Task statement –
Pick out each line in the material below that contains the word "tree", and copy those lines.

Data for this task –
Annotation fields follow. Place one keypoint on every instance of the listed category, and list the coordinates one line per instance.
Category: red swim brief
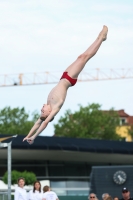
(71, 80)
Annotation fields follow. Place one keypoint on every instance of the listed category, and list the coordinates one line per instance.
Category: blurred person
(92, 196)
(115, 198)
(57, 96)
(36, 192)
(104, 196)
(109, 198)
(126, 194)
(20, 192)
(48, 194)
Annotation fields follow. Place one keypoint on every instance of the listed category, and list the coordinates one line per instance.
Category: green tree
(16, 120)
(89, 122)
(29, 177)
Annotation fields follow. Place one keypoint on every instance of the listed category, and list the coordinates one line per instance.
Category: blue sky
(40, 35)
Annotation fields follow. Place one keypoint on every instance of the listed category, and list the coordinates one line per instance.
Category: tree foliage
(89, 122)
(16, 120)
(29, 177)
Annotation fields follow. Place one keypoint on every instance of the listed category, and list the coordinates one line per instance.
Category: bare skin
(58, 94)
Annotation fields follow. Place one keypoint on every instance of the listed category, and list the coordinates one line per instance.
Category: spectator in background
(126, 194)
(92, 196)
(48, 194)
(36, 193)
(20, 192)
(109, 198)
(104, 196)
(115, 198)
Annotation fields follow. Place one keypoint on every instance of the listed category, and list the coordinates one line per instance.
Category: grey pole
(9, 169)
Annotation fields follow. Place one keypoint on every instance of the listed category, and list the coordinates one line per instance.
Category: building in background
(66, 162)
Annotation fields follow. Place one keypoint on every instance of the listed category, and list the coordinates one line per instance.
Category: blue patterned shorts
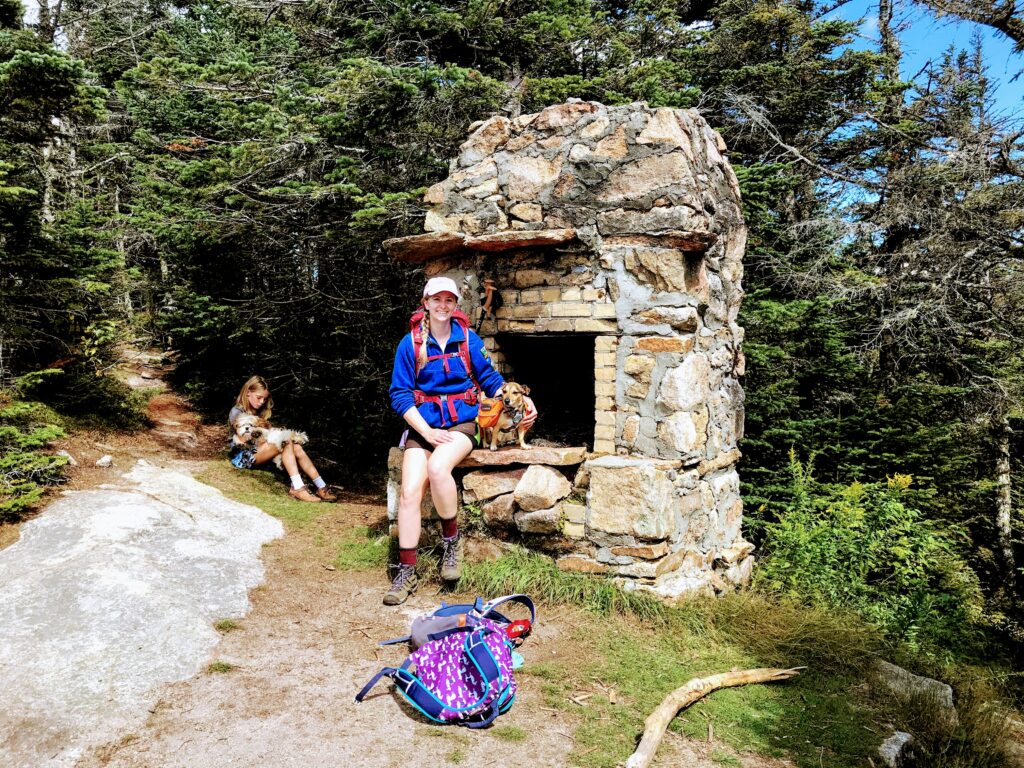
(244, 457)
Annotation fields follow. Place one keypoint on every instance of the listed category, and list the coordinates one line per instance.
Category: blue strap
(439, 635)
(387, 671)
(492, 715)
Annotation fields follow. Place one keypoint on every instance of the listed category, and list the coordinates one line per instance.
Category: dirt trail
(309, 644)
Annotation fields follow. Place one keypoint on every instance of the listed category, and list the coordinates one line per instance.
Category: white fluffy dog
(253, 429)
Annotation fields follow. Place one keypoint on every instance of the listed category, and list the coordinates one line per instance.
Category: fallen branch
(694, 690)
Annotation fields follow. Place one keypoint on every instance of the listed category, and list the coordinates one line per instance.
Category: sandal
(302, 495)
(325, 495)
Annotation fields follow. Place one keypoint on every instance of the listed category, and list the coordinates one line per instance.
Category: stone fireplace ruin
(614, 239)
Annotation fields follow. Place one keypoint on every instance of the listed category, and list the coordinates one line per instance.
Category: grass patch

Answer to this task –
Category: green tree
Category: tree foliage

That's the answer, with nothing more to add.